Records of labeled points
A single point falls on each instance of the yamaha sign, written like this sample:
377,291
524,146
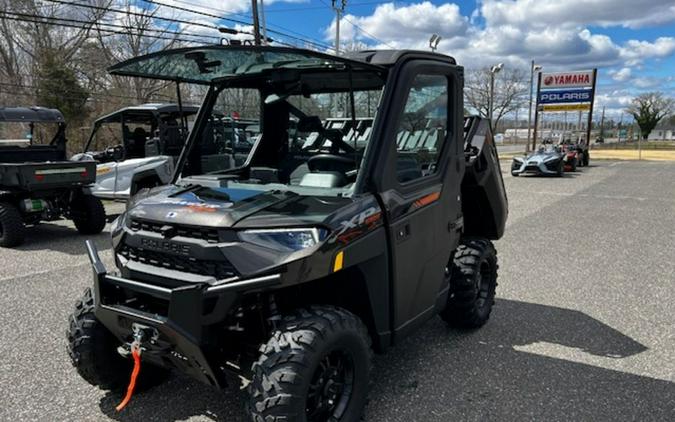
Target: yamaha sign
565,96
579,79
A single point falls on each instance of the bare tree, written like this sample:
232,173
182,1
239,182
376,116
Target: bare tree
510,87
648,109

--

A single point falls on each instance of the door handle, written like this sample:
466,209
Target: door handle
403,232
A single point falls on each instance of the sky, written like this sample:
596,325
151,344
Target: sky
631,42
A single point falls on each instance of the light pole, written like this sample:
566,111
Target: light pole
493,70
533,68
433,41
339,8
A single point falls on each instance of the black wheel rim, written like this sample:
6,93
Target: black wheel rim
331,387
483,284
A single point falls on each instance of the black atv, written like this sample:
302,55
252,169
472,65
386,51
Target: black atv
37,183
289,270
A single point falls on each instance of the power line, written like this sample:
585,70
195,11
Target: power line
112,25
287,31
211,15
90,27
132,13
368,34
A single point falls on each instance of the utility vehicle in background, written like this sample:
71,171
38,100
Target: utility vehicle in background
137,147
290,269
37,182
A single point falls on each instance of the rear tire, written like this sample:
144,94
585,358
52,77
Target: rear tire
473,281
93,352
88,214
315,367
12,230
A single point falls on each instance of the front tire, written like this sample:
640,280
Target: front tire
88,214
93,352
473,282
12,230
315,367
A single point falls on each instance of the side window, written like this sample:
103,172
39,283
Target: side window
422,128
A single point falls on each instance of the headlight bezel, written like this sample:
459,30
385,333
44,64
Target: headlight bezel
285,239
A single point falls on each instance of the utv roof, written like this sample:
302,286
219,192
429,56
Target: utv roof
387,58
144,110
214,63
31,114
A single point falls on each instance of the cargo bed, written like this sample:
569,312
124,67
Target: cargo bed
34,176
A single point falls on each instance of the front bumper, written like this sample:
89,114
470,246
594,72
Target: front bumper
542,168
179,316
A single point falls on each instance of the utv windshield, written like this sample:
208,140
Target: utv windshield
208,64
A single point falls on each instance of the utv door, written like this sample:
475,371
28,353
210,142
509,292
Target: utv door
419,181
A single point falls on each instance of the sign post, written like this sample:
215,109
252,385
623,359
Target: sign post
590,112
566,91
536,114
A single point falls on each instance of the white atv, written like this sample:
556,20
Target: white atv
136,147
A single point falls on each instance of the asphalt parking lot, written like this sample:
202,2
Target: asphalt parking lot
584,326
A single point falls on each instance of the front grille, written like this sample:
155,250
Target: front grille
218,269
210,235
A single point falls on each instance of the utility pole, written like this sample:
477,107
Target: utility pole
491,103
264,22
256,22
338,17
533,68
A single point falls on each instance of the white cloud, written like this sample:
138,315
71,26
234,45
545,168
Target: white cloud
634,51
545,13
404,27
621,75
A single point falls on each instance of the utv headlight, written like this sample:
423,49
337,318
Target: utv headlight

==

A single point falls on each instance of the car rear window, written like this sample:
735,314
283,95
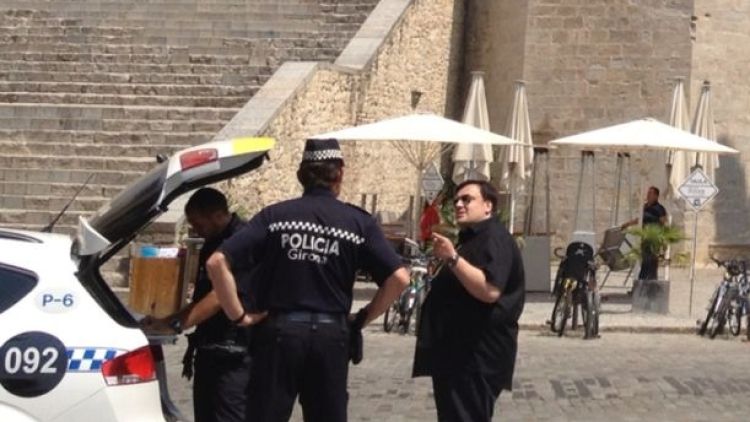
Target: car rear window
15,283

What the task asks — Format the records as a numbered list, leaving out blank lines, starting with the line that contains "A single point falls on each instance of the side" and going on through the line that contains "Target: utv headlight". Include only those lines.

Worked answer —
1. A single point falls on each instance of the side window, written like this sample:
2. 103,172
3. 39,283
4. Target: side window
5. 422,128
6. A single point falls on each instance of the headlight bezel, written like this sample:
7. 459,30
8. 385,333
9. 44,64
10. Target: headlight bezel
11. 285,239
12. A single point falls on each instance of the utv roof, written like this sample:
13. 302,286
14. 219,192
15. 429,56
16. Target: utv roof
17. 387,58
18. 144,110
19. 214,63
20. 31,114
21. A single point falls on each instance of the cargo bed, written like this sample:
22. 569,312
23. 124,67
24. Target: cargo bed
25. 34,176
26. A single point falls on each instance of the front bumper, written like this sample:
27. 89,114
28. 470,246
29. 594,72
30. Target: front bumper
31. 542,168
32. 179,316
33. A single point falls on each instance of the utv windshield, written like this sample:
34. 208,140
35. Target: utv windshield
36. 208,64
37. A single point falls on each instance of the utv door, written like this sample:
38. 475,371
39. 28,353
40. 210,142
41. 509,292
42. Target: utv door
43. 419,181
44. A single point falls on each instance of the sign post, written like this sample:
45. 215,109
46. 252,385
47. 623,359
48. Target: sign post
49. 590,112
50. 566,91
51. 536,114
52. A single point falls on each instance of the white atv, written like this sample:
53. 556,20
54. Target: white atv
55. 136,147
56. A single point falls on each instance of the asphalt parking lot, written like this sample:
57. 202,2
58. Target: asphalt parking lot
59. 584,326
60. A single point falls on each instance of the front grille, written like this sample:
61. 155,250
62. Target: front grille
63. 218,269
64. 210,235
65. A single point falls on each instance of the utility pole, written like this sample:
66. 477,107
67. Target: utility pole
68. 491,103
69. 264,22
70. 256,22
71. 338,17
72. 533,68
73. A single point falls on each instance of the white cloud, written like this sample:
74. 138,315
75. 71,26
76. 234,45
77. 545,168
78. Target: white cloud
79. 634,51
80. 545,13
81. 404,27
82. 621,75
83. A single point falls on each instance of the utv headlight, written like this sample:
84. 423,49
85. 337,318
86. Target: utv headlight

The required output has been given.